Task statement: Please set down, unchanged, each line from the one with "One marker serves each instance of the rider's leg." to the final line of the data below, both included. Drop the pictures.

Information provided:
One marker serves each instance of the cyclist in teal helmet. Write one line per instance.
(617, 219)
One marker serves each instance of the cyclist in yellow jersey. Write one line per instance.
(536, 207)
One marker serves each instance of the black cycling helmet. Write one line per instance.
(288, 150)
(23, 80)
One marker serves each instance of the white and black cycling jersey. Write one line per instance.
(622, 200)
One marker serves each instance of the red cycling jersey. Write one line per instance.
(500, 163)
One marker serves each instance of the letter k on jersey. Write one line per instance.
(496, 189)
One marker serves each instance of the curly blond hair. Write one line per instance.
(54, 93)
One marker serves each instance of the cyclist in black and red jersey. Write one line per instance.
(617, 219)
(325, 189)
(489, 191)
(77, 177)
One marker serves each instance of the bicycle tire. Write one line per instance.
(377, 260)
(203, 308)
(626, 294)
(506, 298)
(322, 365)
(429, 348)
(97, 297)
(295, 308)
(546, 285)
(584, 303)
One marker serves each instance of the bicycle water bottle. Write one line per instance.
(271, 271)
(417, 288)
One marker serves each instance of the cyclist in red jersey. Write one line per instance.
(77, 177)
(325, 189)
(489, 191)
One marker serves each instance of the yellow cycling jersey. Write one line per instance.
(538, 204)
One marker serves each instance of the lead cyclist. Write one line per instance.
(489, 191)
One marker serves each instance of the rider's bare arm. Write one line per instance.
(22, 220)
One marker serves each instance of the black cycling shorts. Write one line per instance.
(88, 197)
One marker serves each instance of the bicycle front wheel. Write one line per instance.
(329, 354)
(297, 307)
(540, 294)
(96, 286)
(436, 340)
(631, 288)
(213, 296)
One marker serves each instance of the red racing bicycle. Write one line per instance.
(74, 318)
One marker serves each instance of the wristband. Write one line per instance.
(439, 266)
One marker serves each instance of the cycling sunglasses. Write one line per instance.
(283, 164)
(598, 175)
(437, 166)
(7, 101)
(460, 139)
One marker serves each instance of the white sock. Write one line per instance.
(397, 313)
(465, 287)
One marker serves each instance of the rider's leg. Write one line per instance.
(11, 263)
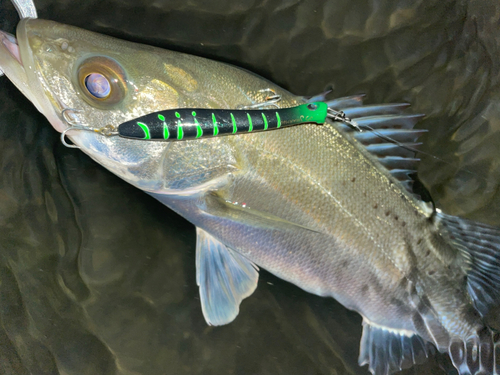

Exercise result:
One marker serves each instance of the rider's leg. Write one line per instance.
(11, 263)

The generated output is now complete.